**Exercise passage:**
┏━━

They included Patrycja Jablonska in Poland, Ephraim Baron in California, Mohammad Hijazi in Lebanon and many others far from Baltimore who ordinarily would not have a chance to study at the elite Johns Hopkins Bloomberg School of Public Health. They logged on to a Web site called Coursera and signed up. They paid nothing for it.
These students, a sliver of the more than 1.7 million who have registered with Coursera since April, reflect a surge of interest this year in free online learning that could reshape higher education. The phenomenon puts big issues on the table: the growth of tuition, the role of a professor, the definition of a student, the value of a degree and even the mission of universities.
"Massive open online courses," or MOOCs, have caught fire in academia. They offer, at no charge to anyone with Internet access, what was until now exclusive to those who earn college admission and pay tuition. Thirty-three prominent schools, including the universities of Virginia and Maryland, have enlisted to provide classes via Coursera.
For his seven-week course — which covers advanced math and statistics in the context of public health and biomedical sciences — Caffo posts video lectures, gives quizzes and homework, and monitors a student discussion forum. On the first day, the forum lit up with greetings from around the world. Heady stuff for a 39-year-old associate professor who is accomplished in his field but hardly a global academic celebrity.
"I can't use another word than unbelievable," Caffo said. Then he found some more: "Crazy . . . surreal . . . heartwarming."
For universities, the word for it is revolutionary. And higher education's elite is in the vanguard.

┗━━

**Data extract:**
┏━━

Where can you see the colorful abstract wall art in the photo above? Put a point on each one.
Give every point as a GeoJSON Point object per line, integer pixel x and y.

┗━━

**Tasks and exercises:**
1. Reproduce the passage about free online courses word for word, starting at "For his seven-week" and ending at "in the vanguard.".
2. According to the passage about free online courses, how many prominent schools have enlisted to provide classes via Coursera?

**Expected results:**
1.
For his seven-week course — which covers advanced math and statistics in the context of public health and biomedical sciences — Caffo posts video lectures, gives quizzes and homework, and monitors a student discussion forum. On the first day, the forum lit up with greetings from around the world. Heady stuff for a 39-year-old associate professor who is accomplished in his field but hardly a global academic celebrity.
"I can't use another word than unbelievable," Caffo said. Then he found some more: "Crazy . . . surreal . . . heartwarming."
For universities, the word for it is revolutionary. And higher education's elite is in the vanguard.

2. Thirty-three.